Pourriez-vous filtrer les items ci-dessous et recopier chaque ligne contenant la chaîne « When », en tenant compte de la casse ?

=== Entrées de pointage d'objets étiquetés ===

::::::::

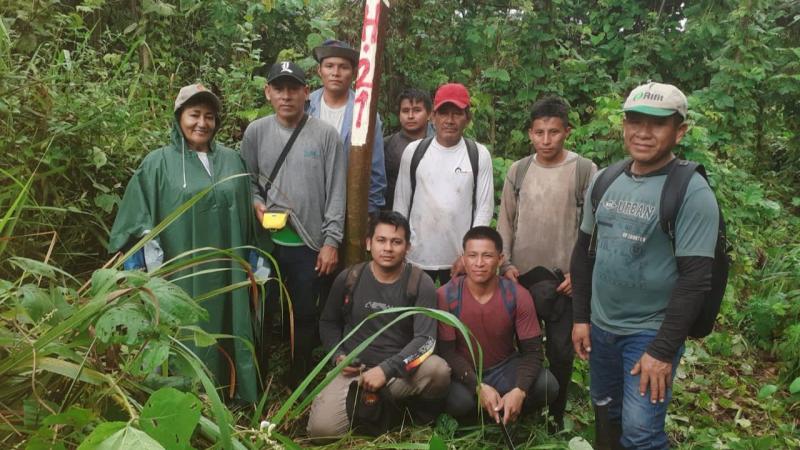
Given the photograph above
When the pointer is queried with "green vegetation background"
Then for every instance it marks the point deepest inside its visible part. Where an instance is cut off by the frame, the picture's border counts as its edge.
(86, 89)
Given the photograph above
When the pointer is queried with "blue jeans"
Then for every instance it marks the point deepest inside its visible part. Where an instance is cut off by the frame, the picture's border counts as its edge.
(610, 362)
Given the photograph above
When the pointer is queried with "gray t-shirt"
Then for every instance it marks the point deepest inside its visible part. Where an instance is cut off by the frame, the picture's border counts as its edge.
(400, 348)
(311, 182)
(635, 269)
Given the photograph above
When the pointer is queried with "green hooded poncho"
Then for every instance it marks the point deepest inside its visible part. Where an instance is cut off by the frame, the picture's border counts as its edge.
(223, 218)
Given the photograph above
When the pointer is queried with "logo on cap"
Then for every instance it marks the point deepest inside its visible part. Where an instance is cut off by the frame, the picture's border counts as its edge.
(649, 96)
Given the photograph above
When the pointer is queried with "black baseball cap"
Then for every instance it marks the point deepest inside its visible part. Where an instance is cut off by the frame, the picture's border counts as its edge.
(286, 69)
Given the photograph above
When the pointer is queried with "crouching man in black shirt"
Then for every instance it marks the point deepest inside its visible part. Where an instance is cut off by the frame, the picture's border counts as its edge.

::::::::

=== Réponse complète ===
When the pointer is queried with "green vegetation background"
When the pointer is queried with "blue jeans"
When the pointer is queried with "gray t-shirt"
When the pointer is queried with "green hooded poncho"
When the pointer is queried with "logo on cap"
When the pointer is queried with "black baseball cap"
When the pointer is queried with "crouching man in black shirt"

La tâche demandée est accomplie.